**Goal:** Put all of the data below into a two-column CSV with the headers "text" and "answer". Each row should hold one text and the coordinates given for it, with each value in a single quoted field and any line breaks replaced by spaces.

Coordinate annotation data:
-- Start --
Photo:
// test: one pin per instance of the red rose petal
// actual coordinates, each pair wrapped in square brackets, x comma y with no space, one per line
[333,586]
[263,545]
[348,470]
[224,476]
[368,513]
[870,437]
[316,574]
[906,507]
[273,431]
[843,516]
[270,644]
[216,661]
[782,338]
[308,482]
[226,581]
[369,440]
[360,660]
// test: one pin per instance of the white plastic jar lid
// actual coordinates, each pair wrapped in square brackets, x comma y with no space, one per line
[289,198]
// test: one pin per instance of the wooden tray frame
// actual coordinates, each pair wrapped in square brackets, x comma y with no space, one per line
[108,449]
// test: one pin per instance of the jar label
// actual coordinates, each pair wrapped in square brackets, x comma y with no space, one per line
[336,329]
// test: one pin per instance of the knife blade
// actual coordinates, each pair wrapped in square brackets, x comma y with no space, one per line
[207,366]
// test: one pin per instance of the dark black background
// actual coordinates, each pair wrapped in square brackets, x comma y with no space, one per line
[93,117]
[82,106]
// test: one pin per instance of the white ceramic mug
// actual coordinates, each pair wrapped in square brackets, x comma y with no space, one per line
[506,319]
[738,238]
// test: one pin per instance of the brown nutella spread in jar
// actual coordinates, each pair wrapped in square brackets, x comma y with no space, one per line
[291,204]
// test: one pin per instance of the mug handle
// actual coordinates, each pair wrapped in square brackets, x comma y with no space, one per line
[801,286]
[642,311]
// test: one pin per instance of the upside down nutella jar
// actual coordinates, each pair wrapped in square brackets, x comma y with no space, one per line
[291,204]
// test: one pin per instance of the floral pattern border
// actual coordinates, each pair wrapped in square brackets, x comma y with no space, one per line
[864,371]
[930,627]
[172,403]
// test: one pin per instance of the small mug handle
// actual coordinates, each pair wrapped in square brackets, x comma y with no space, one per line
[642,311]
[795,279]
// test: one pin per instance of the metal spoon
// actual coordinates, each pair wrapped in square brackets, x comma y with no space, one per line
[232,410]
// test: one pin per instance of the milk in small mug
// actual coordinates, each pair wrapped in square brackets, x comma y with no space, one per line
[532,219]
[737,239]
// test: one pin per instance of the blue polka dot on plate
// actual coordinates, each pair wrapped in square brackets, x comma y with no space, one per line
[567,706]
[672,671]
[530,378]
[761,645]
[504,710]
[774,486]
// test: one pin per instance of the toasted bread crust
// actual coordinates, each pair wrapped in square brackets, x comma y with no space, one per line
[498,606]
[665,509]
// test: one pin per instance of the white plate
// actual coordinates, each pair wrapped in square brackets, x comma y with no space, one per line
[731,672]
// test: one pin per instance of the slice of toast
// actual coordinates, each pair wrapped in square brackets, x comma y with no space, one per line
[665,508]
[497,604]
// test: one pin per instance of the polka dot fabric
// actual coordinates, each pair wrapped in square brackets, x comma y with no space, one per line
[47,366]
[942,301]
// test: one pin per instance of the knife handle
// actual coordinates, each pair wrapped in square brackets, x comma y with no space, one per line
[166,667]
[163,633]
-- End --
**Output of the task:**
text,answer
"Photo: // test: one pin per instance of the red rose petal // actual coordinates, each pair wrapped in square brackets, x comma y with no space, one per line","[333,586] [263,545] [348,470] [224,476] [368,513] [870,437] [316,574] [906,507] [273,431] [843,516] [270,644] [216,661] [782,338] [308,482] [226,581] [369,440] [360,660]"
"// test: one pin per instance of the white plastic jar lid // actual coordinates, each pair wrapped in square brackets, x comma y with no space, one per line","[289,198]"
"// test: one pin per instance of the wooden tray frame // actual coordinates, each pair wrapped in square brackets, x comma y with no space, one per line","[108,449]"
"// test: one pin per instance of the jar label // actual coordinates, each pair wrapped in square brackets, x comma y with no space, one per line","[336,329]"
"// test: one pin per instance of the knife blade // actual coordinates, each pair wrapped in square brackets, x comma y with no space, one per line","[207,366]"
"// test: one pin per instance of the dark black background // actual coordinates, each pair wrapped in square brackets, x comma y with no space, one per line","[93,117] [82,106]"
"// test: one pin per instance of the white ceramic mug // actual coordinates, each pair wrapped in square brackets, x comma y with no space, one per line","[506,319] [738,238]"
"// test: one pin per instance of the brown nutella spread in jar // actual coordinates, each pair wrapped in square brackets, x comma y with no space, one per line","[291,204]"
"// test: one pin per instance of the mug handle // actual coordinates, each pair wrapped in square brackets, x comma y with no space, one per line","[801,286] [642,311]"
"// test: one pin per instance of the upside down nutella jar // actual coordinates, each pair wrapped in square brackets, x comma y with no space, one per line","[291,204]"
"// test: one pin per instance of the floral pattern border // actual coordinates, each pair wrapped in square brackets, x comma y with no space, one per line","[864,371] [930,627] [172,403]"
"// test: one pin per instance of the small mug handle // actual coordinates, each pair wrapped in square brackets, x comma y with no space, one per line","[642,311] [795,279]"
"// test: one pin per instance of the metal spoon // actual coordinates, each pair wrapped in square brackets, x comma y with no space, one per line","[232,410]"
"// test: one pin per instance of the milk in small mug // actual coordinates, each pair wrapped in square brackets, x comma y with no space, one per line","[532,219] [737,239]"
"// test: one pin per instance of the blue polka dot on plate // actual coordinates, each pair wrapped in square brackets, x comma y with no space, one per line","[567,706] [672,671] [530,378] [761,645] [504,710] [774,486]"
"// test: one pin per instance of the toasted bread crust // actual coordinates, each pair wrapped in square brackets, x comma y with no space, one per line","[498,606] [665,509]"
"// test: one pin per instance of the white plate // actual coordinates, each pair wrapped in square brackets, x comma y with no space, one per line","[731,672]"
"// test: one pin per instance of the slice of toast // actual coordinates, each pair wrapped in square brackets, x comma y with no space, one per line","[665,508] [497,604]"
"// test: one pin per instance of the polka dot fabric // actual coordinates, each pair wrapped in square brackets, x comma y with no space, one per line","[47,366] [942,301]"
"// test: one pin per instance of the knife handle // actual coordinates, each pair wrapped in square brackets, x comma y with no space, one per line","[166,667] [163,633]"